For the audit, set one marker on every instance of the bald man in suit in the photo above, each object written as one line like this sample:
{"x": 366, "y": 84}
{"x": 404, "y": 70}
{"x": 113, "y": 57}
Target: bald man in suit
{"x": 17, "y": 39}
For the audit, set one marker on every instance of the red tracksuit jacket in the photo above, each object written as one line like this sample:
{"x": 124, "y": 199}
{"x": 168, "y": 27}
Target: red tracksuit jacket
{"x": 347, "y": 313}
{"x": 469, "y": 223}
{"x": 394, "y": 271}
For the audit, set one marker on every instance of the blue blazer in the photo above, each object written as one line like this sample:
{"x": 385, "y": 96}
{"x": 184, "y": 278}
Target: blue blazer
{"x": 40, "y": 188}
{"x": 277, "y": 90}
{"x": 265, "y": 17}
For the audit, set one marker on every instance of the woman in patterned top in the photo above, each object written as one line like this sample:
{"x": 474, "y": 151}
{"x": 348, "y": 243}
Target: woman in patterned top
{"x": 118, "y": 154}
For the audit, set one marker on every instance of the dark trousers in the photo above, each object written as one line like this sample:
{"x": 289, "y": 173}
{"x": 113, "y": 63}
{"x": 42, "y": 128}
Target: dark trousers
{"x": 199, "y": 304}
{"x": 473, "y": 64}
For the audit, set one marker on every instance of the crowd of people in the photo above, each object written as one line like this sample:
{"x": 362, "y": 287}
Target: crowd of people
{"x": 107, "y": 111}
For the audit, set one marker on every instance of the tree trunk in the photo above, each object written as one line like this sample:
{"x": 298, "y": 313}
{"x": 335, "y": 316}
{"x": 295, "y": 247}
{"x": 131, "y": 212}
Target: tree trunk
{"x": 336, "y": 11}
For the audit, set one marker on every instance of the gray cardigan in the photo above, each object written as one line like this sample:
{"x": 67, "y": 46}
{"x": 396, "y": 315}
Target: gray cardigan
========================================================================
*STATED EXERCISE*.
Rewrite all of the rows with every occurrence of "marker" changed to "pin". Leave everything else unchanged.

*RESULT OF THE TASK*.
For the audit, set one pin on every instance of the bald man in suit in the photo above, each object written as one line like this sample:
{"x": 366, "y": 84}
{"x": 404, "y": 70}
{"x": 113, "y": 57}
Target: bald man in suit
{"x": 17, "y": 39}
For the audit, set one pin on every instance of the red tracksuit jacket in the photo above, each object written as one line like this sample:
{"x": 124, "y": 199}
{"x": 168, "y": 27}
Target: red tracksuit jacket
{"x": 347, "y": 313}
{"x": 469, "y": 223}
{"x": 394, "y": 271}
For the audit, set one pin on every instance of the blue blazer in the photo above, each object written as one line like this sample:
{"x": 385, "y": 96}
{"x": 184, "y": 278}
Target: blue blazer
{"x": 40, "y": 188}
{"x": 277, "y": 90}
{"x": 265, "y": 17}
For the audit, set one pin on every instance of the woman in patterned top in the photo above, each object written as one line like this sample:
{"x": 474, "y": 151}
{"x": 348, "y": 243}
Target: woman in patterned top
{"x": 118, "y": 154}
For the audit, set one pin on every instance of the dark trousers in the photo above, each object written as one line like this sample:
{"x": 289, "y": 173}
{"x": 113, "y": 63}
{"x": 42, "y": 128}
Target: dark trousers
{"x": 199, "y": 304}
{"x": 473, "y": 64}
For the audit, set one pin on every instance of the crowd of people in the photo above, each object written as one line like this sample:
{"x": 362, "y": 287}
Target: crowd of people
{"x": 107, "y": 111}
For the audit, set one pin on every instance of the tree trunk in the photo above, each object written as one line like this sample:
{"x": 298, "y": 313}
{"x": 335, "y": 316}
{"x": 295, "y": 247}
{"x": 131, "y": 212}
Target: tree trunk
{"x": 336, "y": 11}
For the audit, set one pin on every instance of the gray cardigan in the photo above, each object written as one line like this sample:
{"x": 67, "y": 46}
{"x": 396, "y": 315}
Target: gray cardigan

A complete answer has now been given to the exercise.